### Stated task
Below are the records. Restate word for word every line from the one that contains "tag the white batting" through the final line, both included.

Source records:
= = = = = = =

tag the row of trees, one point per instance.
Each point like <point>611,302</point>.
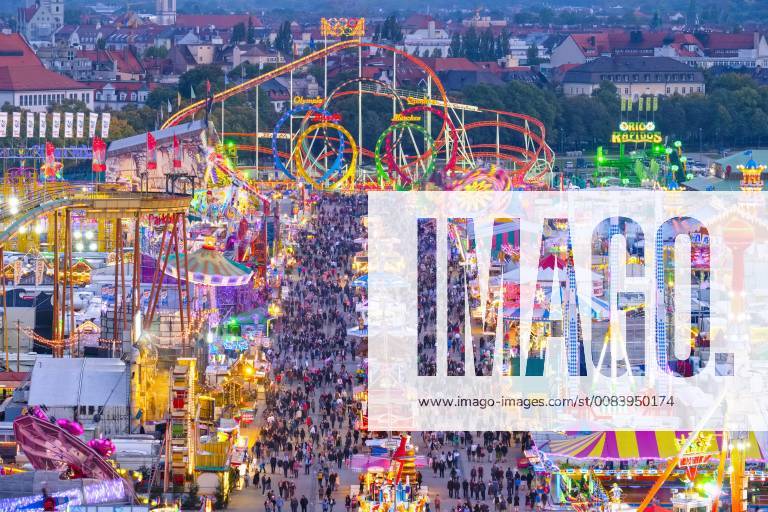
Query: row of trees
<point>482,46</point>
<point>733,113</point>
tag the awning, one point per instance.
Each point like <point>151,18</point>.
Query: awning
<point>634,445</point>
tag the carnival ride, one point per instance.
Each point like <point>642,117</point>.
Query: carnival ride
<point>323,153</point>
<point>55,446</point>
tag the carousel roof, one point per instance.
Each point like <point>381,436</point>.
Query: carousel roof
<point>209,267</point>
<point>633,445</point>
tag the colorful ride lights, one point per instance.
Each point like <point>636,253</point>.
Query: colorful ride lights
<point>89,237</point>
<point>13,205</point>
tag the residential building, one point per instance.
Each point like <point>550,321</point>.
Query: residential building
<point>428,42</point>
<point>40,19</point>
<point>166,12</point>
<point>635,77</point>
<point>118,95</point>
<point>83,65</point>
<point>26,83</point>
<point>253,54</point>
<point>700,49</point>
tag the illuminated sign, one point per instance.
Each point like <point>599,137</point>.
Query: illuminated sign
<point>301,100</point>
<point>411,100</point>
<point>640,132</point>
<point>400,118</point>
<point>323,118</point>
<point>342,27</point>
<point>627,126</point>
<point>636,137</point>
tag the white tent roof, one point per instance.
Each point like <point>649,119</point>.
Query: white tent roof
<point>68,382</point>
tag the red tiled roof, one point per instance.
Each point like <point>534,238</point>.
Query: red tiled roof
<point>451,64</point>
<point>28,12</point>
<point>723,41</point>
<point>21,70</point>
<point>417,21</point>
<point>127,62</point>
<point>220,21</point>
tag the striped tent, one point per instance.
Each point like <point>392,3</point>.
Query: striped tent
<point>633,445</point>
<point>209,267</point>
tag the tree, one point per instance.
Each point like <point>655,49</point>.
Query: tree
<point>656,21</point>
<point>251,31</point>
<point>455,50</point>
<point>532,55</point>
<point>161,96</point>
<point>197,78</point>
<point>502,45</point>
<point>487,46</point>
<point>238,33</point>
<point>471,45</point>
<point>391,30</point>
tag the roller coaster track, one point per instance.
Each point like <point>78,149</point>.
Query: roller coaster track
<point>95,199</point>
<point>538,159</point>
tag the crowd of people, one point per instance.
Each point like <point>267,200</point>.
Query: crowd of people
<point>309,422</point>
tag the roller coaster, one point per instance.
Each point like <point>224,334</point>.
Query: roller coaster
<point>321,151</point>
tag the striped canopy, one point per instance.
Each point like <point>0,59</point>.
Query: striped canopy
<point>209,267</point>
<point>633,445</point>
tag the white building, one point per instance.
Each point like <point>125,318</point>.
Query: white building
<point>93,391</point>
<point>40,19</point>
<point>26,83</point>
<point>426,41</point>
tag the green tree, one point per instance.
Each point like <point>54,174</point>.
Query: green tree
<point>487,46</point>
<point>197,78</point>
<point>532,55</point>
<point>161,96</point>
<point>471,44</point>
<point>156,52</point>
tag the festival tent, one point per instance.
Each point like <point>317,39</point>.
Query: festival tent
<point>634,445</point>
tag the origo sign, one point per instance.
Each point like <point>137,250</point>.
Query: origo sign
<point>636,132</point>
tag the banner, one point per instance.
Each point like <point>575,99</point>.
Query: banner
<point>151,151</point>
<point>30,125</point>
<point>105,118</point>
<point>69,121</point>
<point>39,271</point>
<point>176,153</point>
<point>99,155</point>
<point>93,118</point>
<point>43,127</point>
<point>80,125</point>
<point>18,269</point>
<point>55,124</point>
<point>16,125</point>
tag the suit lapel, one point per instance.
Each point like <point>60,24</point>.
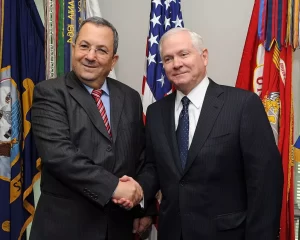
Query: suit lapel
<point>116,97</point>
<point>82,96</point>
<point>169,126</point>
<point>211,108</point>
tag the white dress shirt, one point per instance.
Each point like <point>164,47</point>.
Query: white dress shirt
<point>196,96</point>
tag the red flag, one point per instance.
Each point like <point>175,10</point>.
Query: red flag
<point>268,74</point>
<point>285,144</point>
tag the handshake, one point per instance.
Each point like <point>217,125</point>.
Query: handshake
<point>128,193</point>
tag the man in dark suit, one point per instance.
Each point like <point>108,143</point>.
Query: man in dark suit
<point>89,132</point>
<point>211,151</point>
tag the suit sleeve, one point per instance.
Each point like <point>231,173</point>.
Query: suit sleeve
<point>148,178</point>
<point>263,172</point>
<point>59,156</point>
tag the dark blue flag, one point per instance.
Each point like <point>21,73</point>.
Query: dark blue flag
<point>22,66</point>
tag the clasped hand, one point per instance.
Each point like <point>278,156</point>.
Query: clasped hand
<point>128,193</point>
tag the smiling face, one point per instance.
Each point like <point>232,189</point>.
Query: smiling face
<point>184,65</point>
<point>93,56</point>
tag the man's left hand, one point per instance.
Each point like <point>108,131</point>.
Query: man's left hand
<point>140,225</point>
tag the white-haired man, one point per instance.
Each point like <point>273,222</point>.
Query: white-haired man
<point>211,151</point>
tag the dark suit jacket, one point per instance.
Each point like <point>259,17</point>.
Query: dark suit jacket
<point>80,164</point>
<point>231,187</point>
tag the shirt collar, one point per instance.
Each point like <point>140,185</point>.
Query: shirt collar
<point>196,96</point>
<point>104,88</point>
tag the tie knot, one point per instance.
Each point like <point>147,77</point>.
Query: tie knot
<point>185,101</point>
<point>96,93</point>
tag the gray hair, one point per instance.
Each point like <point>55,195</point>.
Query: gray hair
<point>195,37</point>
<point>98,21</point>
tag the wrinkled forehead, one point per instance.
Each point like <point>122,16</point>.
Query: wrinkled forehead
<point>93,31</point>
<point>176,42</point>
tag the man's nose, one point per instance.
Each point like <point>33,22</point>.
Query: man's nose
<point>91,55</point>
<point>177,63</point>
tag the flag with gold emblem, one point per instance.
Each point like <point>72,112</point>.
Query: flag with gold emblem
<point>22,65</point>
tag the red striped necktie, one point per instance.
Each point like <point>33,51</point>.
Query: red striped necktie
<point>96,93</point>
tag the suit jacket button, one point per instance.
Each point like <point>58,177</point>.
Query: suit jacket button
<point>109,148</point>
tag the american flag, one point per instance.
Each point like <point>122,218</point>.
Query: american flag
<point>164,15</point>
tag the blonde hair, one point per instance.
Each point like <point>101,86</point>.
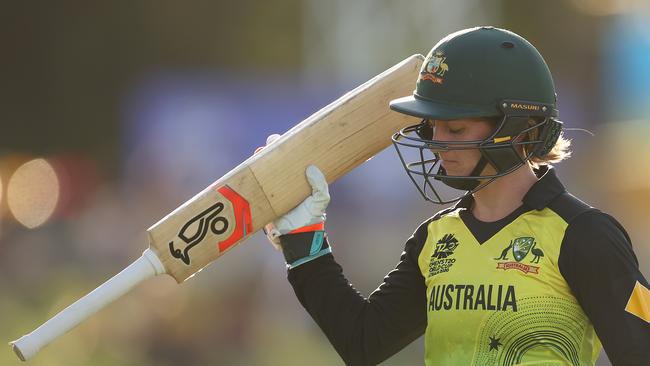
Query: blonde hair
<point>560,151</point>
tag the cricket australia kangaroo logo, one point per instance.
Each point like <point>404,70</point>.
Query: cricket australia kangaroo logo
<point>213,222</point>
<point>520,248</point>
<point>440,261</point>
<point>434,68</point>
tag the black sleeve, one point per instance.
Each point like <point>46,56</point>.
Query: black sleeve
<point>366,331</point>
<point>599,265</point>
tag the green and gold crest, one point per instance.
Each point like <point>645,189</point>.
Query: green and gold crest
<point>521,247</point>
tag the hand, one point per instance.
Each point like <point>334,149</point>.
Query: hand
<point>310,214</point>
<point>300,233</point>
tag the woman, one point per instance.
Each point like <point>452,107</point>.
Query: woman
<point>518,271</point>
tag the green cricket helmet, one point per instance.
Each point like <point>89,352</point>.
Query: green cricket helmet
<point>486,73</point>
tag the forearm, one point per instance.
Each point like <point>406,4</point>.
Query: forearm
<point>363,331</point>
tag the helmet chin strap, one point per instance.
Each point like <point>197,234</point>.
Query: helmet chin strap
<point>464,184</point>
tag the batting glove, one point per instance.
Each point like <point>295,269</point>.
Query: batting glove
<point>300,234</point>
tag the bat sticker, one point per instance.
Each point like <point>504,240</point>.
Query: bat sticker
<point>198,227</point>
<point>207,219</point>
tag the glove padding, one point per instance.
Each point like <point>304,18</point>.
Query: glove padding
<point>310,212</point>
<point>300,233</point>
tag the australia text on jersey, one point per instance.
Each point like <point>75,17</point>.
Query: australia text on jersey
<point>472,297</point>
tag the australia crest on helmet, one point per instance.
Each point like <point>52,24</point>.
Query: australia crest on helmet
<point>435,68</point>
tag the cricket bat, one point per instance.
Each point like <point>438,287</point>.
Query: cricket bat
<point>337,139</point>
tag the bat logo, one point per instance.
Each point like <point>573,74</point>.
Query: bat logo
<point>206,220</point>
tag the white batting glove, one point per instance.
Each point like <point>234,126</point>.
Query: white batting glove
<point>309,213</point>
<point>300,233</point>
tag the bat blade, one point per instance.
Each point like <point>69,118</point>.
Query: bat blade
<point>337,139</point>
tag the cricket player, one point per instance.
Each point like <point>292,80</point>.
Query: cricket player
<point>518,271</point>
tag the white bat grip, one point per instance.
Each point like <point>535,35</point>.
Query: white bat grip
<point>145,267</point>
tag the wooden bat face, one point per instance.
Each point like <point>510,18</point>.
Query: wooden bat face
<point>337,139</point>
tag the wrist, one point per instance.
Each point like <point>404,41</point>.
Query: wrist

= = = = = = =

### Final answer
tag the white batting glove, one point per instance.
Each point like <point>234,126</point>.
Query: white batting glove
<point>309,213</point>
<point>300,233</point>
tag the bat blade, one point per instance.
Each point like <point>69,118</point>.
Query: bat blade
<point>337,139</point>
tag the cricket player, one point per instance.
Each point like <point>292,80</point>.
Query: cricket player
<point>518,271</point>
tag the white bat grip, one point per instance.
Each point like <point>535,35</point>.
Query: white bat grip
<point>145,267</point>
tag the wooden bat face, one point per instance.
Each point like <point>510,18</point>.
Query: wooden bat face
<point>337,139</point>
tag the wrist, one point per instance.
Each point like <point>404,41</point>.
Query: wrist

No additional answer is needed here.